:: Records to use ::
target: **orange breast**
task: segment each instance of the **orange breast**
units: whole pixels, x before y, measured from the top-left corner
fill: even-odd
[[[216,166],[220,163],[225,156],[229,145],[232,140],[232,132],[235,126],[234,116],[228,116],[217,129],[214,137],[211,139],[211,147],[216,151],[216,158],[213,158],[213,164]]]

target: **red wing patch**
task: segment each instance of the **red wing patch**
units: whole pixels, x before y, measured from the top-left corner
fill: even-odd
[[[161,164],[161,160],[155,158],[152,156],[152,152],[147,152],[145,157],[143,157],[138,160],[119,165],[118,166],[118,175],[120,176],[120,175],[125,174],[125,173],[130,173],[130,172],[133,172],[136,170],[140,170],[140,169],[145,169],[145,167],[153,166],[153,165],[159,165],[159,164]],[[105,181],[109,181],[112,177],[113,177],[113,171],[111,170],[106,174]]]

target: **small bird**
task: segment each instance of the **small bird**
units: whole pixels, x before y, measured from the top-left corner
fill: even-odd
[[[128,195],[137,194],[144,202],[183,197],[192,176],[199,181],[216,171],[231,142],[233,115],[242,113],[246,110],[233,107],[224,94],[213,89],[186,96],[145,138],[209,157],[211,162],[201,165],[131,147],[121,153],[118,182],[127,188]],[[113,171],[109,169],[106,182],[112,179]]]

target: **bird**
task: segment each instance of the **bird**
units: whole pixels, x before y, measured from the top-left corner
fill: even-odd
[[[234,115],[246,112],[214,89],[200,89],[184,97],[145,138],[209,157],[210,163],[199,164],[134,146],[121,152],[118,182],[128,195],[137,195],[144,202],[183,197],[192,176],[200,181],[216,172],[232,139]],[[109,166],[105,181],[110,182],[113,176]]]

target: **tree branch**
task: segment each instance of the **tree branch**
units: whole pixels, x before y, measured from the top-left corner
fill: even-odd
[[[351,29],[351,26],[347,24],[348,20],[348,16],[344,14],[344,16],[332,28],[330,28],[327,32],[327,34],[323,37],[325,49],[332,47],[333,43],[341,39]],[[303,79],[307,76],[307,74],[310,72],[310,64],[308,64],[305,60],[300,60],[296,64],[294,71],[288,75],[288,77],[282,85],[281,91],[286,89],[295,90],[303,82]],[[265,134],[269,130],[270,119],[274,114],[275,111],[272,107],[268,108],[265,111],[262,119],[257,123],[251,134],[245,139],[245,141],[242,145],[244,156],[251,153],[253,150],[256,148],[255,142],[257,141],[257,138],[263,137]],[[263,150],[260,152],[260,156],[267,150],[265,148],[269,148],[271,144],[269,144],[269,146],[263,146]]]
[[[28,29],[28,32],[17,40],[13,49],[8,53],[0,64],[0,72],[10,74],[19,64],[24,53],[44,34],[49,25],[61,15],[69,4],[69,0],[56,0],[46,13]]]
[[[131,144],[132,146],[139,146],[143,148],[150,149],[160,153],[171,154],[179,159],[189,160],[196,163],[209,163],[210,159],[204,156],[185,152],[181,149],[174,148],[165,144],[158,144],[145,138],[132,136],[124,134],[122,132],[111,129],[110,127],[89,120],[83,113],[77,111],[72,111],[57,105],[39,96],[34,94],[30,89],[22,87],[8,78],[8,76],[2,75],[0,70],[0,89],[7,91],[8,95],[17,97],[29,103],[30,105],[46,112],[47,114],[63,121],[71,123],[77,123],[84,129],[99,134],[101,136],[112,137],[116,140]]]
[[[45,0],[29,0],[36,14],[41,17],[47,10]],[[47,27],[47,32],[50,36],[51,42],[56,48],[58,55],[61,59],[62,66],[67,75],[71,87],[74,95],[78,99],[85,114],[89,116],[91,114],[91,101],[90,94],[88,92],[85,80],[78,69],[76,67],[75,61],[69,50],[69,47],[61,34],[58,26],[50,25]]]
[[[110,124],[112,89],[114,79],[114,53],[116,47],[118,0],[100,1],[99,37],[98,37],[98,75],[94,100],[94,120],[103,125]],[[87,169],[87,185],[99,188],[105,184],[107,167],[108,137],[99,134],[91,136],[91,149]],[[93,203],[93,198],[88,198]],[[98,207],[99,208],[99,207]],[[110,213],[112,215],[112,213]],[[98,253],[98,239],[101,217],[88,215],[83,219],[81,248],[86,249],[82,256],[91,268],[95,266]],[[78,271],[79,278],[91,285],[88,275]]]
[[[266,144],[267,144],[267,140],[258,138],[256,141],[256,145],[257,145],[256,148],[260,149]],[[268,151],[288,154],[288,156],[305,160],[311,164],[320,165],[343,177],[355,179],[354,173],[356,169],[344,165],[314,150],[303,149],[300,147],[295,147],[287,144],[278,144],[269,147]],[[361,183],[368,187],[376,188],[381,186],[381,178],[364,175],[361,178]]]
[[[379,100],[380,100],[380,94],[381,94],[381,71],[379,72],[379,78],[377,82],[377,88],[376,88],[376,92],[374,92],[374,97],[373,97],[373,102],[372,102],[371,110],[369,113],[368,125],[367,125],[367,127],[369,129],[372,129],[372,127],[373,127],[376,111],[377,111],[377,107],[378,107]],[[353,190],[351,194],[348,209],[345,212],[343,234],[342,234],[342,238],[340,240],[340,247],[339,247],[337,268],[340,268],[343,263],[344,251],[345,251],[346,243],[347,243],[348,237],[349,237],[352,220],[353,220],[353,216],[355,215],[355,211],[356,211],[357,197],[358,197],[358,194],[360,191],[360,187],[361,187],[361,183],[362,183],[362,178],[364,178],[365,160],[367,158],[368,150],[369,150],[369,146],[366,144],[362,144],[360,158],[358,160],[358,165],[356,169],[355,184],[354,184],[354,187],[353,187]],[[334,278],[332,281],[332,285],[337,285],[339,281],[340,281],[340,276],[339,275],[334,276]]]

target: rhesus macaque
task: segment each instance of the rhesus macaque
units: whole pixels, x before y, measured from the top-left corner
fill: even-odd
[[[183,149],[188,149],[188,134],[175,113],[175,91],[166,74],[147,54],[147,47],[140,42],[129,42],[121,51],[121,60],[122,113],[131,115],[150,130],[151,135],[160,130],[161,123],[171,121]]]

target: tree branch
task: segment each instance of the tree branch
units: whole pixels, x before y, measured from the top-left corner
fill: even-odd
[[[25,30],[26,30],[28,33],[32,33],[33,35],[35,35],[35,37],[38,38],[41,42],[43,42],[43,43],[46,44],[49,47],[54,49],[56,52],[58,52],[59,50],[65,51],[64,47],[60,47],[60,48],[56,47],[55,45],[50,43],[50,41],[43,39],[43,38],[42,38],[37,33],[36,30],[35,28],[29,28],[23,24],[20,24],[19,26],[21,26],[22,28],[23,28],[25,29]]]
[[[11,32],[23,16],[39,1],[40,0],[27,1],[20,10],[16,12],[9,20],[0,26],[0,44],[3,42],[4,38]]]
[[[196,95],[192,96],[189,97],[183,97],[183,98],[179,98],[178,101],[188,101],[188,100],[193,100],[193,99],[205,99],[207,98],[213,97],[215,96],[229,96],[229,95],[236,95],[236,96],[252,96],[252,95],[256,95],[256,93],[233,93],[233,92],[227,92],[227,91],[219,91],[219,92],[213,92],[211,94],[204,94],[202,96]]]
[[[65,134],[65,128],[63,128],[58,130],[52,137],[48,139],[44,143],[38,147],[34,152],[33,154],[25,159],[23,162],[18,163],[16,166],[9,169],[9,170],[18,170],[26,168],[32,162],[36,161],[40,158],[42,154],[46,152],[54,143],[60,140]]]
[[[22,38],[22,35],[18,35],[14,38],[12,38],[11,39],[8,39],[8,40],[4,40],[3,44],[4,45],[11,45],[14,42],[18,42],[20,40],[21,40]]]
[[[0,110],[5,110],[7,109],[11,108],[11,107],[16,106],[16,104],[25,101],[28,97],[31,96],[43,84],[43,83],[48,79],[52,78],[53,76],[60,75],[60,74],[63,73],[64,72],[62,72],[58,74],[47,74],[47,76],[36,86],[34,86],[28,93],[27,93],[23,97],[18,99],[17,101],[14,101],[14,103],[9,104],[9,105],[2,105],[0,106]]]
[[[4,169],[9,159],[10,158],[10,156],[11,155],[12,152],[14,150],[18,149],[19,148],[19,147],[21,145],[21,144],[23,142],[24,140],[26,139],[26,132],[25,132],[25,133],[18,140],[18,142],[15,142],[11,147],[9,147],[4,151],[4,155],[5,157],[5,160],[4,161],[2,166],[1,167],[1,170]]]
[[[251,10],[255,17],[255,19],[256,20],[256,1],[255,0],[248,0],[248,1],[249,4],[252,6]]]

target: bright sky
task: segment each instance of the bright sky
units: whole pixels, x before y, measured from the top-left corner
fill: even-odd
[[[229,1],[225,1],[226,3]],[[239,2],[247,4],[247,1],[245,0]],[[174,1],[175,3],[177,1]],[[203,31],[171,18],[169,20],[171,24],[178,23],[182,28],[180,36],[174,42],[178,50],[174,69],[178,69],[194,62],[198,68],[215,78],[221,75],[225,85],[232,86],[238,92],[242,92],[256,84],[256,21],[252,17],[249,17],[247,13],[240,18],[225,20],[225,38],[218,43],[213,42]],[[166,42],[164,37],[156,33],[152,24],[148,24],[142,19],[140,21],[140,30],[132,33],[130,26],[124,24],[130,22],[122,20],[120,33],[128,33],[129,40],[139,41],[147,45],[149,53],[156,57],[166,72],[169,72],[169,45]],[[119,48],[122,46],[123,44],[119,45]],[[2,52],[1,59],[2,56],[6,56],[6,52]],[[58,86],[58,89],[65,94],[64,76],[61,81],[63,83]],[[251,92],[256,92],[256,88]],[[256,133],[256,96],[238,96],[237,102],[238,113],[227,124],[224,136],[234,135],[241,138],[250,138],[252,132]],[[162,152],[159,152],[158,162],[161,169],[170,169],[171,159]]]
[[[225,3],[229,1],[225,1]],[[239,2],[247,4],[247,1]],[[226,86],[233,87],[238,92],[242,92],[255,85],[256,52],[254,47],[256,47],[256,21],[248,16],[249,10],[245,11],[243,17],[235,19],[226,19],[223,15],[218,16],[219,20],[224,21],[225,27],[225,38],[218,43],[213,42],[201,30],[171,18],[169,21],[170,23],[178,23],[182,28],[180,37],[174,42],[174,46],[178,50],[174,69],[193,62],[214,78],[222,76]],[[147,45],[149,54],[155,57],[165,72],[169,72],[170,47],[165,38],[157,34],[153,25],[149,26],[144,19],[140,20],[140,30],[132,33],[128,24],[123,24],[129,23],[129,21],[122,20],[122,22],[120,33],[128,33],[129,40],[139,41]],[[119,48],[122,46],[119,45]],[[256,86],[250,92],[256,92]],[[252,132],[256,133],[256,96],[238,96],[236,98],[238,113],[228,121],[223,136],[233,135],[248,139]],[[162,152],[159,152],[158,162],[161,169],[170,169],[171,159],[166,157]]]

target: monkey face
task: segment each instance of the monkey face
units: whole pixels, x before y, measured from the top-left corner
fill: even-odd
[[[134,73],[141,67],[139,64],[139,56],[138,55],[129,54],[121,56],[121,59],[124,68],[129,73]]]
:::
Given request
Reproduce the material verbatim, from the line holding "target: monkey face" through the end of the material, both ends included.

Full answer
target: monkey face
task: segment each instance of the monkey face
units: whole pixels, x before y, measured from the top-left corner
fill: even-odd
[[[134,73],[141,67],[139,64],[139,56],[138,55],[129,54],[121,56],[121,59],[124,68],[129,73]]]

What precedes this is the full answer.